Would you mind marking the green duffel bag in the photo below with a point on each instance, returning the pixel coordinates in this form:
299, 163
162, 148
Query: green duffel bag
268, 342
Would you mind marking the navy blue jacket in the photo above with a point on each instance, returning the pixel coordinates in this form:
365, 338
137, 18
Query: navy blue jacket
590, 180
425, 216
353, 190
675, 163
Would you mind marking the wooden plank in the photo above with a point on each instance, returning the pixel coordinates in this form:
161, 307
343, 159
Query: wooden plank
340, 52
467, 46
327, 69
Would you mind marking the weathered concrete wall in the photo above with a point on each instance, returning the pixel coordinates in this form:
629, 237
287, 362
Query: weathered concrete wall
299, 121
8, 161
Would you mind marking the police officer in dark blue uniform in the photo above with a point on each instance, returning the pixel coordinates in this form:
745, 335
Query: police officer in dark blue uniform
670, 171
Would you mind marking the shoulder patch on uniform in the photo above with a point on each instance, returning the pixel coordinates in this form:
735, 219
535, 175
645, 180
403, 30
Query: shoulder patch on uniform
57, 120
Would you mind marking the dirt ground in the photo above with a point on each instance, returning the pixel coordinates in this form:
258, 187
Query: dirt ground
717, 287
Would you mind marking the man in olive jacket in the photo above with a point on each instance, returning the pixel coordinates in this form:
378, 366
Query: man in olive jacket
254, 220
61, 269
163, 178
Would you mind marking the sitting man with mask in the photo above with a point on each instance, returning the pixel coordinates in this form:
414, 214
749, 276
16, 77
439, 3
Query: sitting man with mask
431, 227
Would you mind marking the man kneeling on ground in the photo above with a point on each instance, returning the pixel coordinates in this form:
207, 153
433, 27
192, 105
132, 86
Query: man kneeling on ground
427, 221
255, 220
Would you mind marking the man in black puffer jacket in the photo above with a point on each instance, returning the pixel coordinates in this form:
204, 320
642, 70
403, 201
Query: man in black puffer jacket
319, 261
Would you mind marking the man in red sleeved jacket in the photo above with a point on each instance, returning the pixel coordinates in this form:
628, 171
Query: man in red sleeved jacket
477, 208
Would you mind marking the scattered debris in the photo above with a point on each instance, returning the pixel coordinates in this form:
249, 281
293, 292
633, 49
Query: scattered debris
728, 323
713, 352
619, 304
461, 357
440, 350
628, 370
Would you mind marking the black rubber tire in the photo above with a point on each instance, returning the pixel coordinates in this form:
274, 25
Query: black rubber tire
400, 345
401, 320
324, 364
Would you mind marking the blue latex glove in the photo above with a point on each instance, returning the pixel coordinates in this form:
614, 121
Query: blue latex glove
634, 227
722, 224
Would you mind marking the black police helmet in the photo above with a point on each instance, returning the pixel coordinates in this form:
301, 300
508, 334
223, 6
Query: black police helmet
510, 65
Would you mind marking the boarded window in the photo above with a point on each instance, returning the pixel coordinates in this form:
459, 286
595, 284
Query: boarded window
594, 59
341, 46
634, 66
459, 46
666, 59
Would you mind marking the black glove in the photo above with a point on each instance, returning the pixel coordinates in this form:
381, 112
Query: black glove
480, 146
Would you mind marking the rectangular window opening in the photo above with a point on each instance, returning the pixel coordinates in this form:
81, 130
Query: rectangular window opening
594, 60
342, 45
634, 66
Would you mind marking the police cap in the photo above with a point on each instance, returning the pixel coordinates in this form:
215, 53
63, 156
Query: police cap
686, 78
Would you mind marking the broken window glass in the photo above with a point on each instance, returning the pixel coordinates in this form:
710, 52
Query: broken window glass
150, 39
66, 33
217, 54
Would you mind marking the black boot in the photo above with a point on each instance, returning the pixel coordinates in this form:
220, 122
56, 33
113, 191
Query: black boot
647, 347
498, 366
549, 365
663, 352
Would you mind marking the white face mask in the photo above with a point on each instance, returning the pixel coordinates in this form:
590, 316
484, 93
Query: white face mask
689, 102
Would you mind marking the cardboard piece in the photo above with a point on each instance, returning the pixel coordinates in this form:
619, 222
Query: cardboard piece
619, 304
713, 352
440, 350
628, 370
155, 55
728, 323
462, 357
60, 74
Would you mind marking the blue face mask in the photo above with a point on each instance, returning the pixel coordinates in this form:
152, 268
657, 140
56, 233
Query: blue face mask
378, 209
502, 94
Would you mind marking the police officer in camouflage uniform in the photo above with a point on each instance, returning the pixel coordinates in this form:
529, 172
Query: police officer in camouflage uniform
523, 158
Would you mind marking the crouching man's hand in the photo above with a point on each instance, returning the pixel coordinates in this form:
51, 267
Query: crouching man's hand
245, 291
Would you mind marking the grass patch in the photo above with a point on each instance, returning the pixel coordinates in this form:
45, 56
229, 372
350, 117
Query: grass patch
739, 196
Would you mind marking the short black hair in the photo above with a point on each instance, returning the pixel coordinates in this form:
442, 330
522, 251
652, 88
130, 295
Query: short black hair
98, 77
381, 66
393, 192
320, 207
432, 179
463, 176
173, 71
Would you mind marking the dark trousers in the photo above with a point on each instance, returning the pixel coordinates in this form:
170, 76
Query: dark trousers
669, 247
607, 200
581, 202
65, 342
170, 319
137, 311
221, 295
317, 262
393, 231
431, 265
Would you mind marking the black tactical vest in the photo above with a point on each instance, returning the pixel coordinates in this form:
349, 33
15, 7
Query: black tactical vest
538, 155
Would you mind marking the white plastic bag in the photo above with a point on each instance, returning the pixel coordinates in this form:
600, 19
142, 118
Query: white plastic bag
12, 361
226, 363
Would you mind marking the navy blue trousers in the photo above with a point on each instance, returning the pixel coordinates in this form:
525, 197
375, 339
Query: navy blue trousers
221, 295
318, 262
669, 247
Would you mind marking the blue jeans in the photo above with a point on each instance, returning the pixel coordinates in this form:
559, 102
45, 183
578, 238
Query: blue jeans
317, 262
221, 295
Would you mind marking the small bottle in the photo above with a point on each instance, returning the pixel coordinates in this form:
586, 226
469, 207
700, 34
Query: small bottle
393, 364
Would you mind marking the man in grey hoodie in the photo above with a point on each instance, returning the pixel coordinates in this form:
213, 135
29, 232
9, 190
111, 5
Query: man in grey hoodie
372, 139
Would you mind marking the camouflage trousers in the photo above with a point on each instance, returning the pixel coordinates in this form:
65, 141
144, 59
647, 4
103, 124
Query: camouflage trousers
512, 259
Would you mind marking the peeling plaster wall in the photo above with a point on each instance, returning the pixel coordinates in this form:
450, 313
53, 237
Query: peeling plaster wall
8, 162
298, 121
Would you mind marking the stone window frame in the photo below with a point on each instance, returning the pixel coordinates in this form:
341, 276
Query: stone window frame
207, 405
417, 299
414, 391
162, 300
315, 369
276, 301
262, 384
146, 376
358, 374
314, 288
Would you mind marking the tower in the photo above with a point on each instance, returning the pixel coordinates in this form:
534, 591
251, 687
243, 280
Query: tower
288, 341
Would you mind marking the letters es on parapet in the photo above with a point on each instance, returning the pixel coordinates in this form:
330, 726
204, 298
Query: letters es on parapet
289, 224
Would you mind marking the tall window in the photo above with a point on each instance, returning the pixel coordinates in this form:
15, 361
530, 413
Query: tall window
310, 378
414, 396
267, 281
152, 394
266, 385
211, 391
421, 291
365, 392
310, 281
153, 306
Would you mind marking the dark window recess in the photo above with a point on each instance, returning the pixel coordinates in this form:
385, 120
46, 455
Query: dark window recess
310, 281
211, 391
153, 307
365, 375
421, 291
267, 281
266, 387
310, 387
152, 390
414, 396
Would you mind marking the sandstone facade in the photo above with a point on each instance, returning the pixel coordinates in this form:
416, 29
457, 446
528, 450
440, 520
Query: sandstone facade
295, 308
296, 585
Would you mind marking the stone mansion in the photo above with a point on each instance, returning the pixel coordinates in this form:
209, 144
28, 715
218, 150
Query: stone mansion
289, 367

## WHAT YOU NEED TO DO
Go through the listing above and return every line where the word "below" occurs.

## ANSWER TO THE EXERCISE
Would you mind marking the green duffel bag in the photo below with a point on each instance, returning the pixel coordinates in this form:
Would you mind marking the stone window frame in the photo below with a point on each instance, returning the pixel coordinates in this form:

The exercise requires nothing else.